-------- EXCERPT TO READ --------

On the drive into Scotland one sees road signs that say: Carlisle & Scotland. On the drive back south one doesn't see signs that say: Carlisle & England. I can't think why--unless the English think you're already in England and it's redundant to singpost it? I would imagine the Scot's would welcome the opportunity to higlight the border one more time....



We left Glasgow and its paltry Pagan Winter Lights ( I guess the Scottish aren't too superstitious about the dark, judging by this meagre display) to spend a night in Carlisle en route to Nottingham. We stayed in a well-hidden hotel in the centre of town that reminded everyone of England Circa 1941 when they woke in the morning and the sun was shining on the market square. It did have a market town feel to it - and we were staying in the main square, the kind of place where everyone would have got together for a good hanging a couple of hundred years ago.





However, biggest surprise for me was how much they'd pimped out the market square for the pagan light festival (Hard to see here in daylight). They had the three wise men with faces so scary you'd never let them in to see a baby, especially if one of them was carrying some death oil. And the rest of the square was similarly decked-out. I guess Carlisle people like to ward of the darkness. They also had an Ann Summers store on the market square so I guess we can all deduce from that that people in Carlisle like christmas time and are always at it in saucy underwear.....to be fair to them though, there didn't seem to be much else to do there, not now we've stopped hanging people anyways.


We drove past Newcastle and passed the Angel of The North, a giant steel (?) sculpture next to the A1 that you can see for miles and that gave me the willies a bit like a giant Wicker Man might.



When we got to Nottingham I was cheered to see that the ghost of Christmas Future (for me anyway) Steven Seagal is playing at Rock City in Nottingham in February. I'm tempted to fly back to see this show. Really. And that scares me now that I've said it because I might.

-------- RAW RECORDS --------

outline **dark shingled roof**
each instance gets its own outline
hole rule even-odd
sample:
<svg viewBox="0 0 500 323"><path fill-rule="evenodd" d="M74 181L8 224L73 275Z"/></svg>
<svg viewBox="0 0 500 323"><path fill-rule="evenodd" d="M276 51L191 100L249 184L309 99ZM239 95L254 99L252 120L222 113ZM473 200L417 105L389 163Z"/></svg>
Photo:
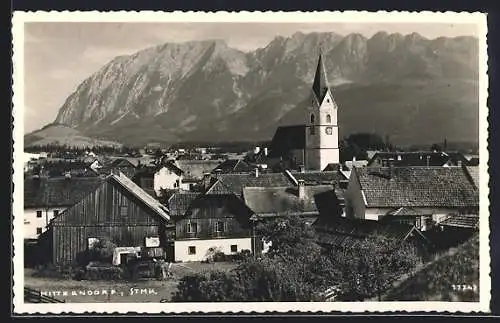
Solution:
<svg viewBox="0 0 500 323"><path fill-rule="evenodd" d="M227 173L248 173L253 171L253 167L242 159L227 159L214 169L222 174Z"/></svg>
<svg viewBox="0 0 500 323"><path fill-rule="evenodd" d="M279 187L293 184L283 173L255 174L220 174L217 182L207 191L207 194L236 194L241 196L244 187Z"/></svg>
<svg viewBox="0 0 500 323"><path fill-rule="evenodd" d="M479 191L462 167L357 168L368 207L479 207Z"/></svg>
<svg viewBox="0 0 500 323"><path fill-rule="evenodd" d="M191 203L185 213L185 216L191 219L235 217L247 223L252 215L252 210L234 194L201 195Z"/></svg>
<svg viewBox="0 0 500 323"><path fill-rule="evenodd" d="M461 153L440 151L381 151L375 153L369 160L368 166L373 165L377 159L392 159L394 166L443 166L448 162L454 166L457 166L459 162L464 165L468 164L468 160Z"/></svg>
<svg viewBox="0 0 500 323"><path fill-rule="evenodd" d="M176 160L175 164L184 172L184 181L199 181L203 175L211 173L219 164L218 160Z"/></svg>
<svg viewBox="0 0 500 323"><path fill-rule="evenodd" d="M330 185L305 186L303 199L298 188L290 187L245 187L245 204L259 215L282 215L292 213L318 213L317 197L321 193L333 193ZM331 199L333 200L333 199Z"/></svg>
<svg viewBox="0 0 500 323"><path fill-rule="evenodd" d="M402 241L415 234L423 240L427 240L414 226L400 223L347 218L322 221L320 218L314 224L314 228L318 232L320 243L333 246L348 245L353 240L366 239L377 235Z"/></svg>
<svg viewBox="0 0 500 323"><path fill-rule="evenodd" d="M291 173L297 180L303 180L306 185L333 185L338 184L340 181L347 180L340 171L307 171Z"/></svg>
<svg viewBox="0 0 500 323"><path fill-rule="evenodd" d="M305 128L305 125L278 127L271 141L269 157L282 156L290 150L304 149L306 146Z"/></svg>
<svg viewBox="0 0 500 323"><path fill-rule="evenodd" d="M168 199L168 208L172 217L180 217L186 213L191 203L200 196L197 192L178 191Z"/></svg>
<svg viewBox="0 0 500 323"><path fill-rule="evenodd" d="M71 206L103 181L100 177L28 178L24 180L24 207Z"/></svg>
<svg viewBox="0 0 500 323"><path fill-rule="evenodd" d="M477 228L479 226L479 216L478 215L465 215L457 214L452 215L439 223L446 227L456 227L456 228Z"/></svg>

--------

## WORK TO COMPLETE
**A.** Answer the following from the road-trip account, one line each:
(i) In which town did the travelers stay for a night on the way to Nottingham?
(ii) What store was on that town's market square?
(iii) Who is playing at Rock City in Nottingham in February?
**B.** Please copy everything in the road-trip account from "When we got" down to "because I might.", word for word.

## ANSWERS
**A.**
(i) Carlisle
(ii) An Ann Summers store
(iii) Steven Seagal

**B.**
When we got to Nottingham I was cheered to see that the ghost of Christmas Future (for me anyway) Steven Seagal is playing at Rock City in Nottingham in February. I'm tempted to fly back to see this show. Really. And that scares me now that I've said it because I might.